Chi già gode di buona salute e felicità trova in questo mondo molte idee per migliorare ulteriormente il proprio benessere. Tutto questo non riguarda solo l’ecologismo: la mancanza di prospettive sociali e politiche invita ciascuno a investire di più nelle strategie individuali. Lo vediamo nel tema della salute, ma può essere lo stesso per l’educazione, il lavoro e la sua retribuzione, e così via.
Lo sviluppo personale, come si vive nelle cerchie ecologiste, è al cuore della mia riflessione in Egologia. Questo tema, insieme a quello di come si vivono le ineguaglianze sociali ed economiche all’interno di questa cerchia, sono due tematiche strettamente correlate.
Lo sviluppo personale si può considerare come un insieme di idee banali e di buon senso. Tuttavia, è anche un’ideologia radicata nel liberalismo economico statunitense, influenzata dalla New Age e da altre correnti. Lo sviluppo personale non è particolarmente legato all’ecologismo, ma piuttosto al liberalismo. Nonostante queste radici diverse, c’è una convergenza tra l’ecologia alternativa e il movimento dello sviluppo personale, specialmente riguardo alla salute. Questo fenomeno è stato studiato dal sociologo Nicolas Marquis, che ha esplorato la relazione tra i lettori di libri sullo sviluppo personale e il pubblico dei negozi bio e delle cerchie ecologiste.
Al cuore di questa ideologia, secondo Nicolas Marquis, c’è l’idea che ognuno ha dentro di sé le capacità per essere felice e in buona salute. Questa idea, che sembra molto democratica (siamo tutti uguali!), in realtà rivela una visione aristocratica, poiché mette in risalto le disuguaglianze. Come vengono spiegate? Si afferma che alcune persone, pur avendo tutte le opportunità per avere successo, hanno fallito e quindi non possono incolpare la società, le condizioni materiali o gli altri, ma solo se stesse. In questo modo, lo sviluppo personale diventa un’arma politica liberale che ci fa dimenticare che dobbiamo socializzare le condizioni materiali del benessere invece di lasciare ciascuno solo, lasciando ciascuno libero come una gallina e una volpe (una libertà che avvantaggia i potenti e abbandona i deboli). Perciò, dobbiamo vigilare affinché le alternative ecologiste non creino un mondo altrettanto liberale di quello che critichiamo.

RECORD ELENCATI:
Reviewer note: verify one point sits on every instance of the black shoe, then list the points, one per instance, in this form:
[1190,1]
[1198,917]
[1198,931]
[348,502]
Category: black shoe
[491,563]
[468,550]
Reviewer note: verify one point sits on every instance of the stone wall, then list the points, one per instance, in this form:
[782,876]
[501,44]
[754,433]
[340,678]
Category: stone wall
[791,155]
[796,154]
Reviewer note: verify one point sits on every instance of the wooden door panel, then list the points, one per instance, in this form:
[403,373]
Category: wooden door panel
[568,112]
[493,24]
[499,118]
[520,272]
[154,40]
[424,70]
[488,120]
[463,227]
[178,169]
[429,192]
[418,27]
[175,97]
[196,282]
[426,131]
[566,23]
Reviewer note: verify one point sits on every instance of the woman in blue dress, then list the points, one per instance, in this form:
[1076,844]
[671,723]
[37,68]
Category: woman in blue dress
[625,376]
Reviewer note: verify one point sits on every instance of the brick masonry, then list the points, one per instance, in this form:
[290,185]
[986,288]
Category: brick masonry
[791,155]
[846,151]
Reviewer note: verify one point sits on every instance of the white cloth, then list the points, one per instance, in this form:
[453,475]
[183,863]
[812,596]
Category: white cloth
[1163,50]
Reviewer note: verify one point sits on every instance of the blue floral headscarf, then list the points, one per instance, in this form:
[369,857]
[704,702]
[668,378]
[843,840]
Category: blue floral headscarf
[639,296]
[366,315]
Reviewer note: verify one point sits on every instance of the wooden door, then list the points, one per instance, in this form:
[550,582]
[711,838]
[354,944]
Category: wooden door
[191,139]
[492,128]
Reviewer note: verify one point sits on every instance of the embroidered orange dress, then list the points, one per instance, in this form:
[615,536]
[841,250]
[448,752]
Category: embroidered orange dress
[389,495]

QUESITI PROPOSTI:
1. Trascriva il brano sullo sviluppo personale da "Chi già gode" a "tematiche strettamente correlate.".
2. Ripeta parola per parola soltanto i record dalla riga che contiene "of the blue" fino all'ultima riga dei record, entrambe incluse.
Il brano e i record costituiscono materiali distinti.

SOLUZIONI DEI QUESITI:
1.
Chi già gode di buona salute e felicità trova in questo mondo molte idee per migliorare ulteriormente il proprio benessere. Tutto questo non riguarda solo l’ecologismo: la mancanza di prospettive sociali e politiche invita ciascuno a investire di più nelle strategie individuali. Lo vediamo nel tema della salute, ma può essere lo stesso per l’educazione, il lavoro e la sua retribuzione, e così via.
Lo sviluppo personale, come si vive nelle cerchie ecologiste, è al cuore della mia riflessione in Egologia. Questo tema, insieme a quello di come si vivono le ineguaglianze sociali ed economiche all’interno di questa cerchia, sono due tematiche strettamente correlate.

2.
Reviewer note: verify one point sits on every instance of the blue floral headscarf, then list the points, one per instance, in this form:
[369,857]
[704,702]
[668,378]
[843,840]
Category: blue floral headscarf
[639,296]
[366,315]
Reviewer note: verify one point sits on every instance of the wooden door, then list the points, one per instance, in this form:
[550,582]
[711,838]
[354,944]
Category: wooden door
[191,139]
[492,128]
Reviewer note: verify one point sits on every instance of the embroidered orange dress, then list the points, one per instance, in this form:
[615,536]
[841,250]
[448,752]
Category: embroidered orange dress
[389,495]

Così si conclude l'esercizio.